## Fragmento de texto

El problema es que muchos médicos no se sienten preparados para comunicar la verdad a sus pacientes cuando ésta se refiere a no poder impedir su muerte. Comparten con el resto de la sociedad una actitud que niega y evita la muerte y con la que hemos aprendido a no hablar de la muerte, a ocultarla, disfrazarla y hacer lo posible porque no se note mucho cuando ya es inminente. Como un efecto más de esta negación, a lo largo de su formación los médicos no reciben un entrenamiento que los prepare para hablar de la muerte con sus pacientes. Así, aunque aprenden de las enfermedades que llevan a la muerte, no se incluye en ese aprendizaje el hecho de que serán personas que ellos van a atender las que padecerán esas enfermedades. Esta dificultad para enfrentar la muerte en su práctica es una de las conclusiones encontradas en un artículo recién publicado en que se estudió cómo viven un grupo de médicos residentes de oncología las situaciones relacionadas con la muerte de sus pacientes: “Los participantes (los residentes de oncología) enfrentan la muerte diariamente sin la capacitación necesaria, lo que parece impactarlos más de lo que están dispuestos a aceptar. Tampoco logran sus objetivos manejando situaciones relacionadas con la muerte como suponen que lo hacen. A pesar de reconocer la necesidad de más capacitación y apoyo para enfrentar mejor la muerte, prefieren continuar aprendiendo de su experiencia”.[1]
Cuando los médicos, en muchos casos con el apoyo de los familiares de los pacientes, deciden ocultar al enfermo que va a morir, lo hacen respondiendo a una buena intención de protegerlo de una verdad que consideran imposible de asimilar (seguramente también se protegen a sí mismos para no tener que hablar de algo tan difícil). Esta percepción de que nadie podría soportar saber de su muerte, es una idea culturalmente determinada que se ha ido instalando en la medida en que las personas se fueron desentendiendo de la muerte para dejarla en manos de los médicos, a quienes toca atenderla y, sobre todo, evitar. En otras épocas en que los médicos podían hacer tan poco para curar enfermedades y la esperanza de vida era tan corta, la muerte era un acontecimiento familiar y entonces se consideraba de la mayor importancia que uno supiera que iba a morir para poder prepararse y dirigir el último acontecimiento de su vida.

## Objetivo del ejercicio
En el fragmento sobre los médicos y la muerte, ¿qué prefieren hacer los residentes de oncología aunque reconocen que necesitan más capacitación y apoyo? Los ítems son material aparte, sin relación con el fragmento.

## Datos de localización de puntos
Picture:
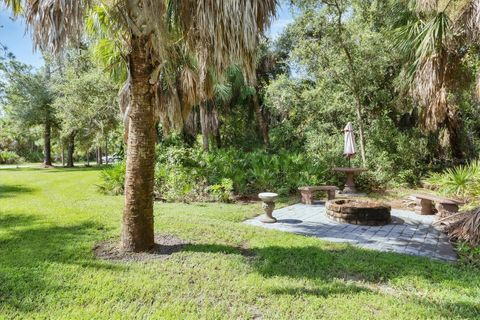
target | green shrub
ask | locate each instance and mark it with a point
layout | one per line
(113, 179)
(461, 181)
(9, 157)
(189, 174)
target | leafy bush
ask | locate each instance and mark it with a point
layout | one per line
(222, 192)
(113, 179)
(461, 181)
(189, 174)
(9, 157)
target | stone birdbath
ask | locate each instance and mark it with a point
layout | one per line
(350, 184)
(268, 205)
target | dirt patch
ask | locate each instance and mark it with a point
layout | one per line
(165, 246)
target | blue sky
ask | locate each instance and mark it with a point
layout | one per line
(12, 34)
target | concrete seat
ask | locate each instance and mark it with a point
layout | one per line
(307, 192)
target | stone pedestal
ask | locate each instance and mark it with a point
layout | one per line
(423, 206)
(268, 206)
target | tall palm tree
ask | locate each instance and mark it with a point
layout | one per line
(215, 33)
(435, 36)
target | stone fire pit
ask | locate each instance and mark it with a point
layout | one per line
(363, 212)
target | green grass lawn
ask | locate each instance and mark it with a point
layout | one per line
(50, 219)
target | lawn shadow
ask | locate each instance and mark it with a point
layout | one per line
(14, 190)
(353, 270)
(27, 255)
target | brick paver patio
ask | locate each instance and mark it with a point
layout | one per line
(409, 233)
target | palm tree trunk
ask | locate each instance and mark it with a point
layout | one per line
(204, 125)
(261, 121)
(70, 150)
(138, 232)
(63, 154)
(358, 109)
(453, 124)
(106, 150)
(47, 148)
(99, 155)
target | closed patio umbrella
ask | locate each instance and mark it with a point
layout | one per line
(349, 142)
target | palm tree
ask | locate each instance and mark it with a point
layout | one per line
(214, 33)
(435, 36)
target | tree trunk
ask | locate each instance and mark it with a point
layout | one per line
(218, 137)
(47, 147)
(453, 124)
(106, 150)
(261, 121)
(70, 150)
(63, 155)
(204, 125)
(360, 131)
(99, 155)
(138, 233)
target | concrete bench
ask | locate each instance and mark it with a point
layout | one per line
(444, 206)
(308, 192)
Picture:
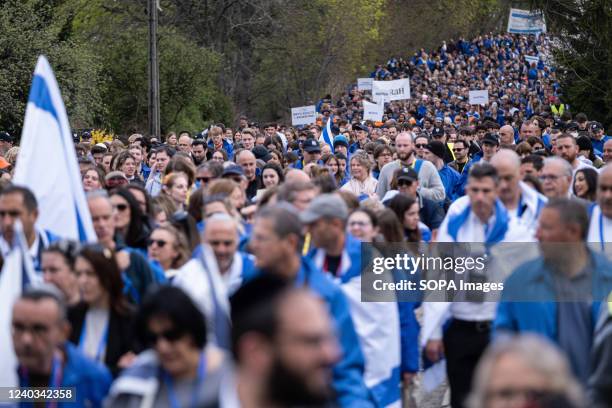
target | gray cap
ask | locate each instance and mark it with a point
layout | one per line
(325, 206)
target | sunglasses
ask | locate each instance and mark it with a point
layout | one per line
(219, 243)
(121, 207)
(171, 335)
(159, 242)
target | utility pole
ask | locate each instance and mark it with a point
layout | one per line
(154, 127)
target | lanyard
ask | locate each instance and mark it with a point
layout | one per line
(601, 237)
(173, 399)
(54, 382)
(101, 345)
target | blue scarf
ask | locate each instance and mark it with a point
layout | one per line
(495, 235)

## Tu respuesta
Prefieren continuar aprendiendo de su experiencia.